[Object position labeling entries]
------------------------------------------------------------------------

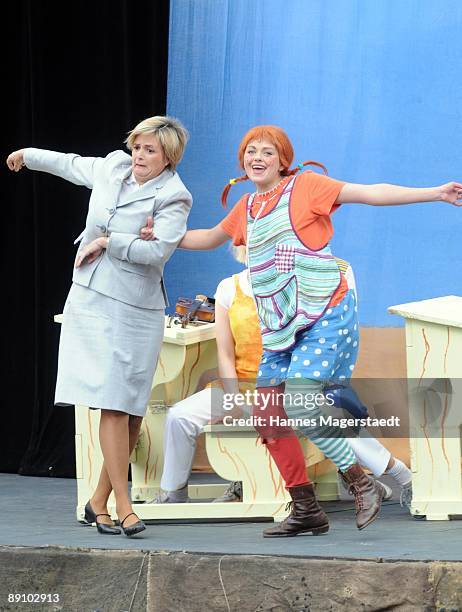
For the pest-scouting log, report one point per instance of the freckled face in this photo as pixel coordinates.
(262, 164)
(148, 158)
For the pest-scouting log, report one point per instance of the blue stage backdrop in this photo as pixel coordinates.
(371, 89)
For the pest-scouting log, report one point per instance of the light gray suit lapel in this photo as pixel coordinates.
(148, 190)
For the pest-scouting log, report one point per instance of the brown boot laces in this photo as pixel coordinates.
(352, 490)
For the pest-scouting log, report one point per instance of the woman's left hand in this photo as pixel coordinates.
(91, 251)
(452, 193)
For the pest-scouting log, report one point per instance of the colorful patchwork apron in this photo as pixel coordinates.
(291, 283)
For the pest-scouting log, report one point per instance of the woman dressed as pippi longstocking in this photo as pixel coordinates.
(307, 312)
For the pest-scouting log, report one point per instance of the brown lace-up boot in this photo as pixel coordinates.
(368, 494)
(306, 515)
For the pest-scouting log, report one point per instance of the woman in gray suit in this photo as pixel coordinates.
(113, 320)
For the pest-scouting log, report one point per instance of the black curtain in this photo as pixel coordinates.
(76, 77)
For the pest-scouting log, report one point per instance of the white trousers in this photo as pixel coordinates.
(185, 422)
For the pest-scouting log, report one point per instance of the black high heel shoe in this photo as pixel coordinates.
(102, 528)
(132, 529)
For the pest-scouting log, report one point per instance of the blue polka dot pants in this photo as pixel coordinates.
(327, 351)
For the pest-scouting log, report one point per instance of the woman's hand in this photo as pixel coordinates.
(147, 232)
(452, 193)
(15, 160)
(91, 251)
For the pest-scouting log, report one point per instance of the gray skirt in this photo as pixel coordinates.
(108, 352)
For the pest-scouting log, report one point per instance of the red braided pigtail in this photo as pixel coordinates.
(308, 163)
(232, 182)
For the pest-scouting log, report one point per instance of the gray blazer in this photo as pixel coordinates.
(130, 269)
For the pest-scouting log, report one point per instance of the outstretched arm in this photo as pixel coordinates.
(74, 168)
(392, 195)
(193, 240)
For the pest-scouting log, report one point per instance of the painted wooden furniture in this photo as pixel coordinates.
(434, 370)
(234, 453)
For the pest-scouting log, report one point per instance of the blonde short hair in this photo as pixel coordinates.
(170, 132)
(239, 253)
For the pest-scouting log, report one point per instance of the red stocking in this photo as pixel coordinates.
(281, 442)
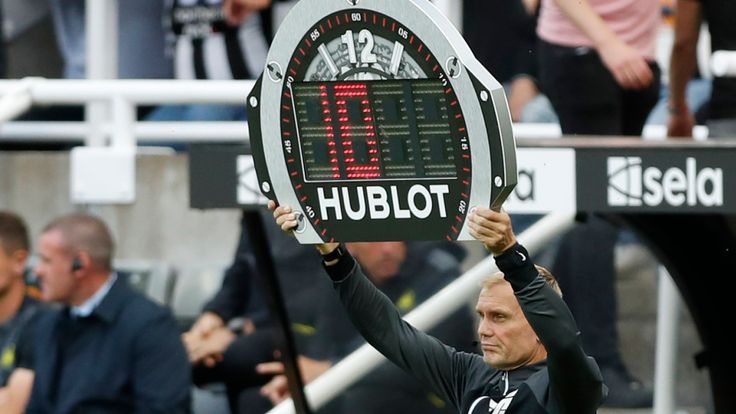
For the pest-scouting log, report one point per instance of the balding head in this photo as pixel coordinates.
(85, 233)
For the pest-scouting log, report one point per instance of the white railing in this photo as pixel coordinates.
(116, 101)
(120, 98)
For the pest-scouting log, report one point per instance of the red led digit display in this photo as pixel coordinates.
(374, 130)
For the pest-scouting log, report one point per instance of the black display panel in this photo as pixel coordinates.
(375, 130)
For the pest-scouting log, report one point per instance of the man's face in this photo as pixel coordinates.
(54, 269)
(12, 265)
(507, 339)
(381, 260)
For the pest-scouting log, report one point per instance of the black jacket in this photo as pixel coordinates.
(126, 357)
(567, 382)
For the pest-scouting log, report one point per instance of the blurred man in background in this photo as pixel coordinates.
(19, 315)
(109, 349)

------------------------------------------------------------------------

Set problem: Reproduce the material above verbatim; omit every picture.

Task solution:
For the pest-scouting log, report one point per instance of the freckled face in this photo as pixel coordinates.
(262, 164)
(148, 158)
For the pest-scouting log, report one point per instance of the blue stage backdrop in this photo as pixel coordinates.
(371, 89)
For the pest-scouting log, report one point per instance of the light gray suit lapel in this photo as pixel coordinates.
(148, 190)
For the pest-scouting log, report one point per instance of the brown boot laces in this photo as pixel coordinates.
(352, 490)
For the pest-scouting log, report one point per instance of the woman's left hand in this photo as pixel coordinates.
(91, 251)
(452, 193)
For the pest-scouting log, report one point per instance of the colorful patchwork apron in this photo as pixel coordinates.
(291, 283)
For the pest-scouting log, report one point per instance of the woman dressed as pippi longstocking in this photo as pixel coordinates.
(307, 312)
For the pest-scouting log, report one point per instance of the brown lace-up boot in this photo as pixel coordinates.
(368, 494)
(306, 515)
For the pest-scouting log, report one point per instance of the woman in gray suit in this photo as pixel coordinates.
(113, 320)
For the pest-scouting log, report one point per instance of the black curtain in this photo as pixel coordinates.
(76, 77)
For the pest-scouting log, report one point per instance of the white trousers in this photo as pixel coordinates.
(185, 422)
For the pest-scouting log, report one point per instance of the black high heel shoe in this photo as pixel coordinates.
(102, 528)
(132, 529)
For the pest-scouting log, report one point per instance of the blue polka dot pants in this photo as pixel coordinates.
(327, 351)
For the pest-scouting log, report one point per instance of the woman's hand in this photo as pixel coordinates.
(147, 232)
(452, 193)
(15, 160)
(91, 251)
For the pest-scouting log, report one point per instance of the gray skirt in this photo as pixel coordinates.
(108, 352)
For the pest-scouting log, report one point per instance of the red braided pigtail in this photo as pixel coordinates.
(308, 163)
(232, 182)
For the pest-scouting log, report one point per instance of the gray blazer in this photo as pixel coordinates.
(130, 269)
For the pest-scouting log, report one point per instance of the outstretched arm in this photo as pixel coordinates.
(74, 168)
(392, 195)
(193, 240)
For the pest-scouting log, report one point per instance of the painted wooden furniture in this photo as pixel coordinates.
(434, 370)
(234, 453)
For the pest-scouting log, report one point per instance of the blonde short hair in this photo as pixel coordinates.
(170, 132)
(239, 253)
For the pest-scouting log, report one point per instance of the red stocking in this photo as pixel coordinates.
(281, 442)
For the pest-scouting log, report one point per instance of the balding head in this photo as pixel coordinates.
(85, 233)
For the pest-scouting log, report one point per instance of the white railing in this photo as pixel coordinates.
(116, 101)
(120, 98)
For the pest-scouting log, report one point per instance of the red led digit display in this photo as pixel coordinates.
(374, 130)
For the pest-scouting log, report one point per instance of the black display panel in this photo as pixel coordinates.
(375, 130)
For the pest-scouting log, report one point per instance of the man's face in this photo as pixel coordinates.
(54, 269)
(12, 265)
(507, 339)
(381, 260)
For the pest-scouting log, report one point per instance of the black jacket in this photo as pixel coordinates.
(126, 357)
(567, 382)
For the pest-scouting log, report one point per instance of the blurred man in background in this photo as pixel coordinates.
(19, 315)
(109, 349)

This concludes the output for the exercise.